**Problem**. Reproduce the lines below with "Outline" substituted for every occurrence of "Capture" and everything else left as it is. Omit the pictures from your answer.

Object detection data
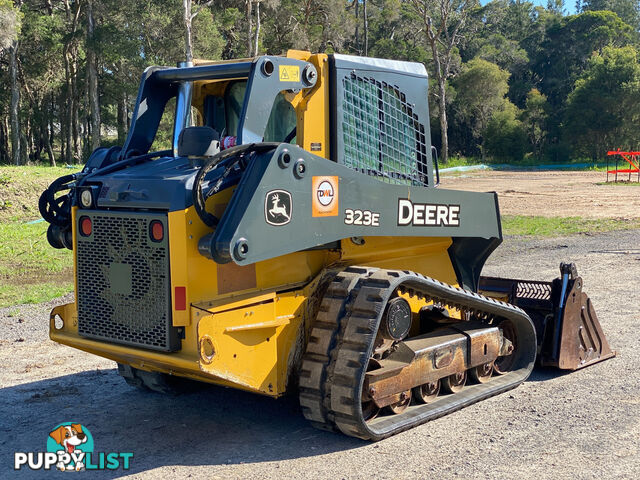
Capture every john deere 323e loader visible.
[40,51,614,440]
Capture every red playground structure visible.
[607,149,640,182]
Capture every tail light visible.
[149,220,164,242]
[80,217,93,237]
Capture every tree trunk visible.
[353,0,362,54]
[182,0,193,62]
[246,0,253,57]
[87,0,100,151]
[431,39,449,165]
[0,116,10,163]
[253,1,260,55]
[9,40,21,165]
[71,71,82,162]
[117,91,127,145]
[362,0,369,57]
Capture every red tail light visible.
[80,217,93,237]
[173,287,187,310]
[149,220,164,242]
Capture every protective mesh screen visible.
[342,74,428,185]
[77,211,175,351]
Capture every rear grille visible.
[77,210,179,351]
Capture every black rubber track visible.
[300,267,537,441]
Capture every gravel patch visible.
[0,230,640,479]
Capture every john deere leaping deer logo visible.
[264,190,293,227]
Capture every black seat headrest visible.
[178,127,220,157]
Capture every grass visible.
[502,215,640,237]
[439,155,611,172]
[0,222,73,307]
[0,165,82,222]
[0,165,82,307]
[596,181,640,187]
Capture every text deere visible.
[398,198,460,227]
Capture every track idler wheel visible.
[442,371,467,393]
[493,320,518,375]
[469,362,494,383]
[387,390,411,415]
[413,380,440,403]
[361,358,381,421]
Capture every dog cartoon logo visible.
[264,190,293,226]
[47,422,93,471]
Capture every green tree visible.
[483,101,527,161]
[521,88,549,159]
[454,58,509,159]
[565,47,640,160]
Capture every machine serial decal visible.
[311,176,339,217]
[398,198,460,227]
[278,65,300,82]
[344,208,380,227]
[264,190,293,227]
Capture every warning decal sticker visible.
[311,176,338,217]
[278,65,300,82]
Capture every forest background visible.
[0,0,640,165]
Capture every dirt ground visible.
[441,170,640,218]
[0,174,640,479]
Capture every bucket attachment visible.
[479,263,616,370]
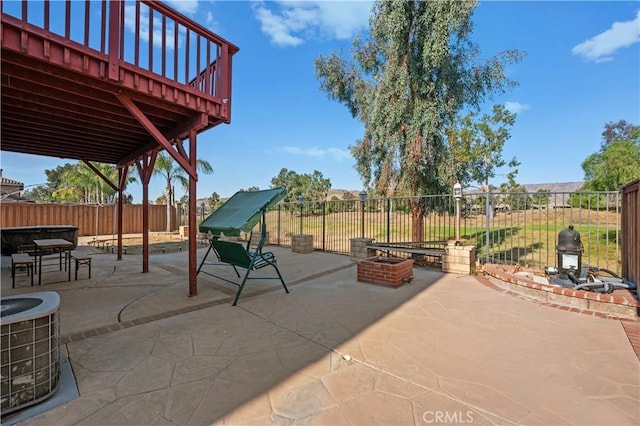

**Response below**.
Outline every john deere 323e loader visible.
[40,51,614,440]
Outline every red playground structure visible.
[607,149,640,182]
Outline every tail light visible.
[149,220,164,242]
[80,217,93,237]
Outline every tree trunk visible.
[353,0,362,54]
[182,0,193,62]
[246,0,253,57]
[87,0,100,151]
[431,39,449,165]
[0,116,10,163]
[253,1,260,55]
[9,40,21,165]
[71,71,82,162]
[117,91,127,145]
[362,0,369,57]
Outline every red tail light visible.
[80,217,93,237]
[173,287,187,310]
[149,220,164,242]
Outline every protective mesh screen visible.
[342,74,428,185]
[77,211,175,351]
Outline every rear grille visible.
[77,210,179,351]
Outline every black rubber track visible.
[300,267,537,441]
Outline every gravel patch visible.
[0,230,640,479]
Outline every john deere leaping deer logo visible.
[264,190,293,227]
Outline every black seat headrest visible.
[178,127,220,157]
Outline every grass visible.
[502,215,640,237]
[439,155,611,172]
[0,222,73,307]
[0,165,82,222]
[0,165,82,307]
[596,181,640,187]
Outline every text deere visible.
[398,198,460,227]
Outline every track idler wheel visible.
[442,371,467,393]
[493,320,518,375]
[469,362,494,383]
[387,390,411,415]
[413,380,440,403]
[361,358,381,421]
Outline every dog cartoon logo visible.
[264,190,293,226]
[47,422,93,471]
Outline every green tree visible.
[483,101,527,161]
[521,88,549,159]
[454,58,509,159]
[565,47,640,160]
Outline every machine serial decal visible.
[311,176,339,217]
[398,198,460,227]
[278,65,300,82]
[344,208,380,227]
[264,190,293,227]
Outline every warning decal sticker visible.
[311,176,338,217]
[278,65,300,82]
Outline every forest background visible.
[0,0,640,165]
Outline every dirt ground visible.
[441,170,640,218]
[0,174,640,479]
Outline every bucket attachment visible.
[479,263,616,370]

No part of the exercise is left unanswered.